--- Extrait fourni ---
• • • • • • •
Afin d’opérationnaliser les actions prioritaires du plan d’actions quinquennal 2014-2018, 24

projets prioritaires ont été élaborées dont 11 fiches pour le développement de l’offre, 5 fiches

pour la promotion touristique et 8 fiches pour la gouvernance du secteur touristique.

– Promotion accrue du tourisme d’affaires et de l’artisanat.

Résultats, autres objectifs et projets du PSE

– Croissance réelle de la contribution totale du tourisme et voyage (transport) au PIB: 5,6% en

2015 ; 6,4% en 2014 ; 4,6% en 2013 contre -1,1% en 2010 et -5,0% en 2009 selon les données

de World Travel and Tourism Council Data, 2015. Même source pour les données suivantes:

– Croissance réelle de la contribution totale du tourisme et voyage (transport) à l’emploi :

3,4% en 2015 ; 4,2% en 2014 ; 2,8% en 2013 contre -2,1% en 2010 et -4,4% en 2009.

– Croissance réelle des dépenses en tourisme et voyages intérieurs (transports intérieurs) :

3,5% en 2015 ; 5,1% en 2014 ; 2,5% en 2013 contre 0,0% en 2010 et 4,7% en 2009.

– Nombre d’arrivées de touristes internationaux : 1 063 000 en 2013 ; 962 000 en 2012 contre

900 000 en 2010 et 810 000 en 2009.

– Aménagement des sites et renouvellement des produits permettant de réhabiliter et de

requalifier les stations touristiques existantes (Saly, Cap-Skiring, Saint-Louis, Dakar, etc.), de

valoriser les potentiels touristiques encore insuffisamment explorés (Pointe Sarène, Joal,

Mbodiène, Grande Côte, Pays Bassari, Iles du Saloum, Touba, Tivaouane, Kédougou, etc.).

– Objectif de deux millions de visiteurs par an à l’horizon 2018, avec une cible intermédiaire

de 1 500 000 touristes en 2016.

– Création de l’Agence Sénégalaise pour la Promotion du Tourisme en vue de mettre en œuvre

une stratégie ambitieuse en matière de communication, marketing et promotion de la

destination Sénégal.

– Création du Fonds d’Impulsion des Activités Touristiques.

– Vote de la loi accordant un statut fiscal aux entreprises touristiques installées dans le pôle

touristique de la Casamance pour une durée de dix ans.

-Nouvel aéroport à Diass :1,5 à 10 millions de passagers. Train express régional.
• • • • • • •
--- Contenu des données ---
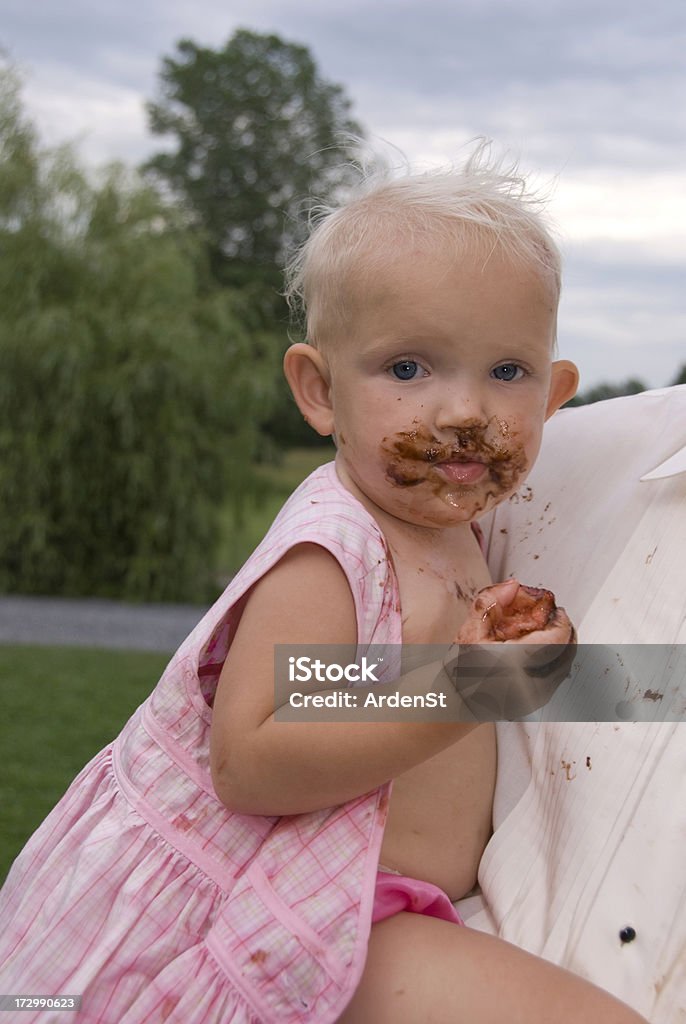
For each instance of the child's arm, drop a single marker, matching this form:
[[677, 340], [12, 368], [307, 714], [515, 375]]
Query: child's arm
• • • • • • •
--- Exercices à réaliser ---
- A) Reproduisez fidèlement le passage de l'extrait sur le tourisme au Sénégal qui s'ouvre sur les mots contenant « de 1 500 000 » et se termine par « destination Sénégal. ».
- B) Énumérez les stations touristiques existantes que l'extrait sur le tourisme au Sénégal cite nommément comme devant être réhabilitées et requalifiées.
- C) Rédigez la suite de l'extrait sur le tourisme au Sénégal, à partir de son dernier point.
Les données ne sont pas nécessaires pour ce travail.

--- Corrigés ---
- A)
de 1 500 000 touristes en 2016.

– Création de l’Agence Sénégalaise pour la Promotion du Tourisme en vue de mettre en œuvre

une stratégie ambitieuse en matière de communication, marketing et promotion de la

destination Sénégal.

- B) Saly, Cap-Skiring, Saint-Louis, Dakar

- C)
– Réduction de 50% de la parafiscalité (redevance passager et taxe de sûreté) sur le billet

d’avion pour baisser le prix du billet. 5 milliards de FCFA de soutien au secteur hôtelier.

– Suppression du visa d’entrée. Réduction de la TVA.

Préconisations

– Supprimer le ministère du tourisme et créer un ministère des Affaires étrangères et du

développement du tourisme en s’inspirant du modèle de la France, une référence dans le

domaine du tourisme.

– Diversifier les pays émetteurs en ciblant les Etats-Unis, la Chine, l’Allemagne, les pays du

nord de l’Europe, le Brésil, les pays africains. Notons que la polarisation du tourisme

sénégalais sur le marché français, 47,5% des entrées au Sénégal, est une source de

vulnérabilité et n’est pas viable à moyen et long termes. En effet, les difficultés économiques

de la France associées aux risques sécuritaires incitent de plus en plus les Français à

privilégier leur propre et belle destination.

– Diversifier l’offre : ressources naturelles et culturelles, infrastructures générales et

spécifiques. Mettre davantage l’accent sur les formes de tourisme autres que le tourisme de

loisirs peu compétitif, plus particulièrement le tourisme d’affaires, l’écotourisme et le

tourisme culturel. Ce qui est cohérent avec les projets du PSE de hub multiservices et de hub

aérien de référence au niveau régional.

– Promouvoir l’innovation : adaptation des produits à des cibles de clientèles précises,

création d’offres insolites, marketing et commercialisation, applications technologiques liées à

internet, gestion des ressources humaines dans l’entreprise.

– Freiner l’érosion côtière et la montée du niveau des mers à Saly-Portudal et à Saint Louis

notamment.

– Promouvoir davantage l’écotourisme, source de revenus pour les populations rurales, de

lutte contre la pauvreté et vecteur de protection des espaces naturels.

– Privatiser les parcs nationaux et les réserves. Moderniser le parc hôtelier.

– Renforcer la qualité de la formation du personnel et promouvoir les écoles de formation

touristique.

– Alléger la fiscalité et mettre en place des dispositifs de financement spécifiques au tourisme.

– Endogèneiser davantage les profits du tourisme. Encourager le tourisme des résidents

sénégalais. Améliorer la gouvernance du tourisme. Créer le Compte Satellite du Tourisme.

– Doter le Sénégal d’une compagnie aérienne nationale viable.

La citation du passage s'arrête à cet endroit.